◆ **WHAT THE EXERCISE ASKS**: Give back all of the records, exactly and completely.

Records from a data collection
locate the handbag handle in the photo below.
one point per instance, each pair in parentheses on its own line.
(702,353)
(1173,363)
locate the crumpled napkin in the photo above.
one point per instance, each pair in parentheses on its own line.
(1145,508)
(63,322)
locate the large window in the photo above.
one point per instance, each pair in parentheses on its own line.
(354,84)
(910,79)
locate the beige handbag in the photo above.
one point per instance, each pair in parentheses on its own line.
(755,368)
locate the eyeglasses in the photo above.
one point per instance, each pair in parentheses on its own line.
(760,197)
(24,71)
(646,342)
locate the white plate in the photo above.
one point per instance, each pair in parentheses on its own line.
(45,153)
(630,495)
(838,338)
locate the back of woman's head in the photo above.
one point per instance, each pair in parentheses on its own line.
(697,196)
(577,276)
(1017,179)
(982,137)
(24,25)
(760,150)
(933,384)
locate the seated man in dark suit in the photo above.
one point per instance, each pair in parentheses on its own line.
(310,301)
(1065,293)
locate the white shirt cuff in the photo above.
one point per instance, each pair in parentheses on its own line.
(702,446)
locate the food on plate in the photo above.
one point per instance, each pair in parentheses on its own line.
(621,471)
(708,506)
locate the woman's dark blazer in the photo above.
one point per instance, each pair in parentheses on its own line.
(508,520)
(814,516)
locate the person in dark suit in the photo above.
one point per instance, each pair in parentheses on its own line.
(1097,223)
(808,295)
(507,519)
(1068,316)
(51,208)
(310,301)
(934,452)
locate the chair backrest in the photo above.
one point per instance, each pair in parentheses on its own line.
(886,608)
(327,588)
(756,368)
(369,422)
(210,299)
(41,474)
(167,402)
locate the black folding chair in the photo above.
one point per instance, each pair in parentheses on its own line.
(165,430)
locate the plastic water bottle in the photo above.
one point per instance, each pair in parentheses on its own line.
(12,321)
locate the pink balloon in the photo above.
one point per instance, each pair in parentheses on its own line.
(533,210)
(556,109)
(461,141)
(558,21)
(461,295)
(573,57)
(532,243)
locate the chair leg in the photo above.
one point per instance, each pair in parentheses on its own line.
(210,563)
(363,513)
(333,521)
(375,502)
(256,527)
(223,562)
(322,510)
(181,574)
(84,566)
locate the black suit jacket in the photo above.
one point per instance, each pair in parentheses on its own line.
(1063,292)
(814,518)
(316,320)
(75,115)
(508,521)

◆ **RESPONSE TO THE TASK**:
locate the handbag handle in the photo below.
one point per instance, each pair in parentheses on its own line.
(702,353)
(1173,363)
locate the crumpled napkin in the photo above.
one point per instance, each pair in parentheses on its own line.
(1145,508)
(63,322)
locate the large window in the photo above.
one point per instance, each pair in parentheses on its own line.
(354,84)
(910,79)
locate the beige handbag in the photo above.
one point per instance, each pair in parentheses on its own line.
(755,368)
locate the eyeglasses in the photo above.
one point per instance, each pair in parentheses on its own line.
(760,197)
(24,71)
(646,342)
locate the white plate in the photo above.
one point per instance, each pair in parentheses on its own line.
(45,153)
(630,495)
(838,338)
locate the back of woman's head in the photo above.
one point per instance, each pair in parentheses on its own line.
(697,196)
(577,276)
(1017,179)
(982,137)
(24,25)
(760,150)
(933,384)
locate the seated man in dark suit in the photo above.
one point per instance, each pair in parentheses on its own line.
(310,301)
(1065,293)
locate the white shirt cuff in the photo above.
one point per instance, each pair in parentheses on its own line.
(702,446)
locate the food on plate in the photo above.
one point per instance, each pair in parentheses on its own line.
(621,471)
(708,506)
locate the woman's dark blazer in the photo above.
one point per instance, each pair in parentheses on its own line.
(508,520)
(814,516)
locate the person in dark suit in the photo above.
one point per instance, each pair in parentheses on its own line.
(1097,223)
(808,295)
(507,519)
(1068,316)
(51,208)
(310,301)
(934,452)
locate the chair backrest in the photo above.
one point per instance, each pair in parentheses on its own line.
(886,608)
(327,588)
(756,368)
(369,422)
(210,299)
(41,474)
(167,402)
locate the black folding chair in the photo above.
one point per instance, each pair in parentheses on its own line.
(165,430)
locate the plastic water bottle in the photo above.
one point per instance, each pair in parentheses on its own line.
(12,321)
locate the pink balloon in the photo above.
one point per instance, each pair in parentheses on its own line.
(533,210)
(556,109)
(461,141)
(558,21)
(461,295)
(573,57)
(532,243)
locate the chair leg in the photo above.
one point per instance, each pair in parentheses on its own line.
(210,563)
(363,513)
(333,521)
(375,502)
(256,527)
(223,562)
(322,510)
(181,574)
(84,566)
locate the black suit jacket in the photo above.
one point per instance, each pair in parentheses on its own line.
(1063,292)
(814,518)
(316,320)
(75,115)
(508,521)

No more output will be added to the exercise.